● **TEXTE CITÉ**
╔══
Édition

Algérie. Un souffle nouveau sur l’édition indépendante

À l’heure des commémorations du soixantième anniversaire de l’indépendance algérienne et dans une société entravée, l’édition indépendante creuse son sillon de part et d’autre de la Méditerranée en lançant des publications et des revues innovantes. Avec un regard contemporain, une nouvelle génération dépoussière les archives, travaille de manière plus collaborative et affirme son militantisme.

Lydia Amarouche, éditrice et Khadija Roul, autrice, dans les bureaux de Shed Publishing
© Kenza Merzoug

« Si j’avais réussi à créer ou rejoindre une association culturelle, je n’aurais pas créé de maison d’édition » se souvient Maya Ouabadi, fondatrice de Motifs, maison lancée à Alger en 2018. Cette ancienne assistante éditoriale aux éditions indépendantes Barzakh vient alors de quitter son poste, qu’elle occupait depuis six ans. Elle cherche à relancer Chrysalide, une association culturelle qui avait vu le jour en 2000, fréquentée principalement par des écrivains et cinéastes. Elle-même avait rejoint l’équipe en 2014, mais des blocages administratifs avaient freiné l’initiative. Son intention est de publier une revue de critique littéraire dans le cadre de l’association. « Lors de mon expérience chez Barzakh, je m’étais rendue compte qu’une fois publiés, les livres ne trouvaient que très peu d’écho. Il fallait faire en sorte que les lecteurs rencontrent les livres ».

Animée par ce désir de participer à l’effervescence littéraire que connaît alors l’Algérie, et surtout de la documenter, elle surmonte ses réticences face à l’entreprenariat et fonde la revue de critique littéraire Fassl. Chaque numéro se présente comme un véritable « objet » et rassemble dans un écrin cousu à la main des critiques de fond, des entretiens et portraits d’auteurs algériens et étrangers, ainsi que de longs extraits inédits de romans à paraître, le tout en arabe et français. « Le bilinguisime a toujours été un parti pris pour nous car une revue sur la littérature algérienne contemporaine ne peut être complète autrement. La part de lectorat arabophone et francophone est à peu près équivalente, même si on observe que l’arabe gagne du terrain », affirme l’éditrice. « Je remarque aussi que l’anglais est vraiment présent chez les jeunes générations qui l’utilisent au quotidien, même en dehors de la capitale. Alors traduire Fassl en anglais dans le futur pourrait être une option ».
╚══
● **CONSIGNES**
a - Recopiez l’article sur l’édition algérienne entre "Algérie. Un souffle" et "affirme son militantisme.", inclus, en remplaçant "édition indépendante" par "édition alternative".
b - Rédigez la suite de l’article sur l’édition indépendante en Algérie, à partir de sa dernière phrase.

● **DONNÉES EXTRAITES**
╔══
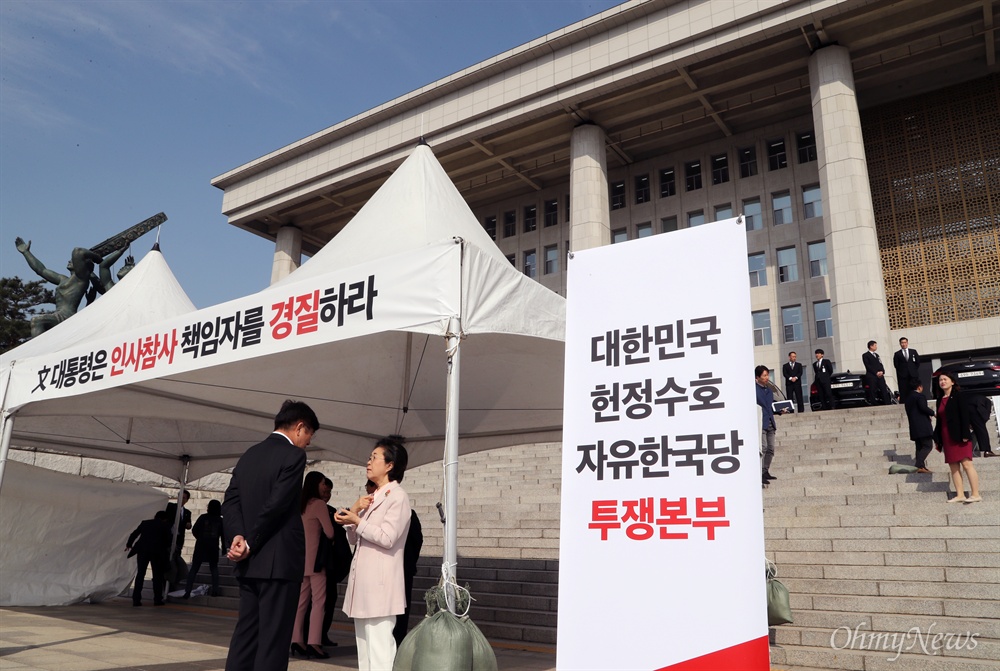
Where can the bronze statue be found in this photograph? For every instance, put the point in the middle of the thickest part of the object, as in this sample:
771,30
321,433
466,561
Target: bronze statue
83,281
69,290
101,285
╚══
● **RÉPONSES**
a -
Algérie. Un souffle nouveau sur l’édition alternative

À l’heure des commémorations du soixantième anniversaire de l’indépendance algérienne et dans une société entravée, l’édition alternative creuse son sillon de part et d’autre de la Méditerranée en lançant des publications et des revues innovantes. Avec un regard contemporain, une nouvelle génération dépoussière les archives, travaille de manière plus collaborative et affirme son militantisme.

b -
En plus de Fassl, dont le cinquième numéro spécial consacré à Assia Djebbar sortira en janvier 2023, les éditions Motifs viennent de publier le numéro 0 de La Place, une revue féministe, fruit d’une collaboration entre Maya Ouabadi et Saadia Gacem, doctorante en anthropologie du droit. C’est en échangeant sur des sujets de préoccupation communs que les deux femmes ont conçu ce projet. La revue s’inscrit dans la lignée du combat des femmes algériennes dont elles sont les héritières, et s’appuie sur le travail de récolte et de partage que réalisent les archives des luttes des femmes en Algérie.

Revues Fassl et La Place
© Sonia Merabet

Archéologues du mouvement féministe

En mars 2019, le Hirak, mouvement de contestation populaire contre le système en place, bat son plein. Les marches féministes s’y greffent à l’occasion de la Journée internationale des droits des femmes. Awel Haouati, chercheuse, crée alors une page Facebook intitulée « Archives des luttes des femmes en Algérie. » L’idée consiste à collecter, numériser et partager des documents produits par des collectifs et associations militantes féministes et de les diffuser sur une plateforme. « J’en avais trouvé les premières traces chez moi avant le Hirak. Des femmes militantes de ma famille avaient précieusement gardé des documents comme l’abécédaire des luttes des femmes en Algérie de 1990 à 1992 ».

Ce projet, qu’elle avait en tête de longue date, voit donc le jour au moment du Hirak. « Ca a été un véritable catalyseur, se souvient la chercheuse, C’est le fait de manifester qui fait que nous sommes revenus vers ce qui existait déjà dans les années 1980 et 1990 ». Avec Saadia Gacem, elles jettent les bases du projet puis contactent leur réseau de militantes féministes. Le résultat dépasse les espérances. « Nous avons été surprises de la quantité et de la diversité des documents que nous avons récoltés. Certains sujets abordés étaient osés pour l’époque. La qualité graphique était aussi au rendez-vous ». Les deux femmes s’interrogent sur le discours persistant selon lequel il n’y aurait pas d’archives de l’Algérie contemporaine depuis 1962 : « Nous nous sommes demandé d’où venait cette idée et pourquoi elle était aussi ancrée ». Elles ont en effet recueilli et numérisé environ 800 documents avec Lydia Saïdi, photographe et archiviste : déclarations publiques, tracts, affiches, revues, dessins, à Alger, en Kabylie, à Constantine ou encore à Oran. La majeure partie datent de la période allant de 1989 à 1991, pendant la « brèche » démocratique qui a permis la mobilisation des femmes.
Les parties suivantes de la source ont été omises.